#### EXERCISE
Starting from the line in which "Target: chrome light fixture bar" appears, output every line down to the last line of the data below, exactly and without anything more.

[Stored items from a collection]

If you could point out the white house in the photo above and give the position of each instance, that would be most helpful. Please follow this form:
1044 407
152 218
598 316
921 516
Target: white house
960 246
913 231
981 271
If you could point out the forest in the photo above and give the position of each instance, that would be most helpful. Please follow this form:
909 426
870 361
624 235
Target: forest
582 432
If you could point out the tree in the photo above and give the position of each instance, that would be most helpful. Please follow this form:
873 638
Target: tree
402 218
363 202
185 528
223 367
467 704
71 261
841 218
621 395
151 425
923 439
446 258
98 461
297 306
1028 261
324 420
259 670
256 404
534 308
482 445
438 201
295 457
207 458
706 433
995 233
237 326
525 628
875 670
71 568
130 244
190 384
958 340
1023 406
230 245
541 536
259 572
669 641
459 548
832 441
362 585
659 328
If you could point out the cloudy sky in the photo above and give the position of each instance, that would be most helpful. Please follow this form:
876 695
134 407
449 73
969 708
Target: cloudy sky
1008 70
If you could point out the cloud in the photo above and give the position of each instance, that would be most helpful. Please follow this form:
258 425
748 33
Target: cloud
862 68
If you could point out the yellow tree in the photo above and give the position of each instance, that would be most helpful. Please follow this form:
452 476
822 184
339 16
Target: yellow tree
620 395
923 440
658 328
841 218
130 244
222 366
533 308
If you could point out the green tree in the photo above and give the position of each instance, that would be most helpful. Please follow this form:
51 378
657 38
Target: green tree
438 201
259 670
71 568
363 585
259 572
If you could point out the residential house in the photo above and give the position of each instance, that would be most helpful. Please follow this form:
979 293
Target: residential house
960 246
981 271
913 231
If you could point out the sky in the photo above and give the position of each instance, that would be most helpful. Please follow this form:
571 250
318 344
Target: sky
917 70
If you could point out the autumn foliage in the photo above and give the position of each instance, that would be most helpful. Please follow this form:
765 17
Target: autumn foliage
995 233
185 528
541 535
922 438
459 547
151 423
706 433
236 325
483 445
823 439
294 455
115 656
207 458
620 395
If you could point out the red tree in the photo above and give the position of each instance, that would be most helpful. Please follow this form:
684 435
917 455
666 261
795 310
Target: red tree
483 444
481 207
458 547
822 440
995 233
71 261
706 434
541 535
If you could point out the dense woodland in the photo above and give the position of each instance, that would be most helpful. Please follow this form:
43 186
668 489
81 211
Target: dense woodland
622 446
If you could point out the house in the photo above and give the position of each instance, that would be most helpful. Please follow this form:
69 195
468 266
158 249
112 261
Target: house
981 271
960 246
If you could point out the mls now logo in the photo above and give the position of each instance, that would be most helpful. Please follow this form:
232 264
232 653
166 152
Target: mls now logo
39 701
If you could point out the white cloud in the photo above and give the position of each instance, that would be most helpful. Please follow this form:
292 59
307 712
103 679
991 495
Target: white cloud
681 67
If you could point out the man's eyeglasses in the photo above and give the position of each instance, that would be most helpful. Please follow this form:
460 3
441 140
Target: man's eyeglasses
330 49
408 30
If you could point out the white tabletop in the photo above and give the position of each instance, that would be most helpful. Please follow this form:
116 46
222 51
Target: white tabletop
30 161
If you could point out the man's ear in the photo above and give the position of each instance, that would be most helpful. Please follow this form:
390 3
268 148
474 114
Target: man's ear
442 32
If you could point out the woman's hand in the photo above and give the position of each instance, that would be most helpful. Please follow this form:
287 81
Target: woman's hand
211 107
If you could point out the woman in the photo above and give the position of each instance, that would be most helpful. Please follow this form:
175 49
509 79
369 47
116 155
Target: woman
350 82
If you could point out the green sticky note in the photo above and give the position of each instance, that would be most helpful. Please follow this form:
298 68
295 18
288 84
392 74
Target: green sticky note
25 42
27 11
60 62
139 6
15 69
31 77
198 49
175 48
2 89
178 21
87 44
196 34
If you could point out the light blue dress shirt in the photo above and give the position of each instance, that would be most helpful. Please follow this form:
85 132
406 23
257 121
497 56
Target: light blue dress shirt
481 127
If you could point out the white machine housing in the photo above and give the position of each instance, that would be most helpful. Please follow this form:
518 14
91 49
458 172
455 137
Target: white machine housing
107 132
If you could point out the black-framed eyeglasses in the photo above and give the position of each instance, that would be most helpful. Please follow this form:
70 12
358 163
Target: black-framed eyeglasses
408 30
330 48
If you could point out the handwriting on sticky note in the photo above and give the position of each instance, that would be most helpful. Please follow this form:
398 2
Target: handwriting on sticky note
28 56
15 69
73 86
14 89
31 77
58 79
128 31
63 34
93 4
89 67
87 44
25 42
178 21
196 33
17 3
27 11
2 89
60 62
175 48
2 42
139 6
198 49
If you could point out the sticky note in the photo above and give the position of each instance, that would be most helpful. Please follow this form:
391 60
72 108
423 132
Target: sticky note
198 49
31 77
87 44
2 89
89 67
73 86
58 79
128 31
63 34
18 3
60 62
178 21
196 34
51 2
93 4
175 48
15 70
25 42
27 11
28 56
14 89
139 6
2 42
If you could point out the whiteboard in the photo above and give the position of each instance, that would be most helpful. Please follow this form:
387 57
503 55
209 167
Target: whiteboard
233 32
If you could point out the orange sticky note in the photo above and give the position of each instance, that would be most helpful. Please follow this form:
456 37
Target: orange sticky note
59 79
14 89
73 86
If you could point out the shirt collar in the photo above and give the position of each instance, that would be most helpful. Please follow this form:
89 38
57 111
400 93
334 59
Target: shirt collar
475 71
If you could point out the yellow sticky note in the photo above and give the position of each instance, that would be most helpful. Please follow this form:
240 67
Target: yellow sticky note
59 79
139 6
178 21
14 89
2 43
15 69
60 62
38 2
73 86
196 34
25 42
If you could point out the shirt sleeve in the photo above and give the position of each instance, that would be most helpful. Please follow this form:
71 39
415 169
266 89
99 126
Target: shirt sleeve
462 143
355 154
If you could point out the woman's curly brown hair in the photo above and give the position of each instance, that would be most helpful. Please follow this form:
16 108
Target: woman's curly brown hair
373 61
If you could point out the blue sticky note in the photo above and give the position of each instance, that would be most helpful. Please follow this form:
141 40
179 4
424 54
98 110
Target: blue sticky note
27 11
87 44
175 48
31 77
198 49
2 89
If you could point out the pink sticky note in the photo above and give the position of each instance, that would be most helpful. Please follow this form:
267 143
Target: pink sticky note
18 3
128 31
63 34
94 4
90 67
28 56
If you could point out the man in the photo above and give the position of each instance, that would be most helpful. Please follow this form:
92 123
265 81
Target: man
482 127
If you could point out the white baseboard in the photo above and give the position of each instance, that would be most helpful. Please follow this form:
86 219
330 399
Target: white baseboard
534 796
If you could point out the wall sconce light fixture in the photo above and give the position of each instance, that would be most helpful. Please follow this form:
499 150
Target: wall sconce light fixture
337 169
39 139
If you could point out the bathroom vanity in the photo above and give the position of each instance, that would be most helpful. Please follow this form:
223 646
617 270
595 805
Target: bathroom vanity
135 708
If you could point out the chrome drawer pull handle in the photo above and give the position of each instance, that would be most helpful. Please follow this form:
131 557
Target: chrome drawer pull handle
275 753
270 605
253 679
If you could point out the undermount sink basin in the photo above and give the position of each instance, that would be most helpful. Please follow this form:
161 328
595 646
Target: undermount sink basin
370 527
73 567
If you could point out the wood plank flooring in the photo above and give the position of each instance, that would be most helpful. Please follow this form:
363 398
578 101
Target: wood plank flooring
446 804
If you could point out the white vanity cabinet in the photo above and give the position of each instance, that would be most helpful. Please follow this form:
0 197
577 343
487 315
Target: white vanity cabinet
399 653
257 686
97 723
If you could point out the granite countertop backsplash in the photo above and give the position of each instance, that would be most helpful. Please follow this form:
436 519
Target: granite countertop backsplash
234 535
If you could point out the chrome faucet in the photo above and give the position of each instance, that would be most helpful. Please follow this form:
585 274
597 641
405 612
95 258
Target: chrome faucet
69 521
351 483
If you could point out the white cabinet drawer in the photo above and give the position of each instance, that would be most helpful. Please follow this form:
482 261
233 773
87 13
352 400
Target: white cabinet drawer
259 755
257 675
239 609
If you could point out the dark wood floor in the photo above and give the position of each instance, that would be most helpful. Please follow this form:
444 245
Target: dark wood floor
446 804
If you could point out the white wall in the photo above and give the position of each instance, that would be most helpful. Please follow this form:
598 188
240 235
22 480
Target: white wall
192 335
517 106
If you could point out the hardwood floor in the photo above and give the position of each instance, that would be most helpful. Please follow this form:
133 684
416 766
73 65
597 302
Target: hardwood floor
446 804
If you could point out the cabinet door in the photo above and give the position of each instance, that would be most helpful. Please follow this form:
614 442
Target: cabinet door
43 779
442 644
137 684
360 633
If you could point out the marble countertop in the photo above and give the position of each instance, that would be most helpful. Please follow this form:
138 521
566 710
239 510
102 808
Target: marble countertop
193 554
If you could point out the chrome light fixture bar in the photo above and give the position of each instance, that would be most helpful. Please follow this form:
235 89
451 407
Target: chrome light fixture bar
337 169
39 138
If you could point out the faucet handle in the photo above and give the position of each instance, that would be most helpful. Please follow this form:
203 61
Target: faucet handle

#### ANSWER SECTION
Target: chrome light fixture bar
337 169
39 138
If you could point out the faucet handle in the photo above and give the position of each instance, that would be most helpful. Please follow this form:
203 61
Target: faucet handle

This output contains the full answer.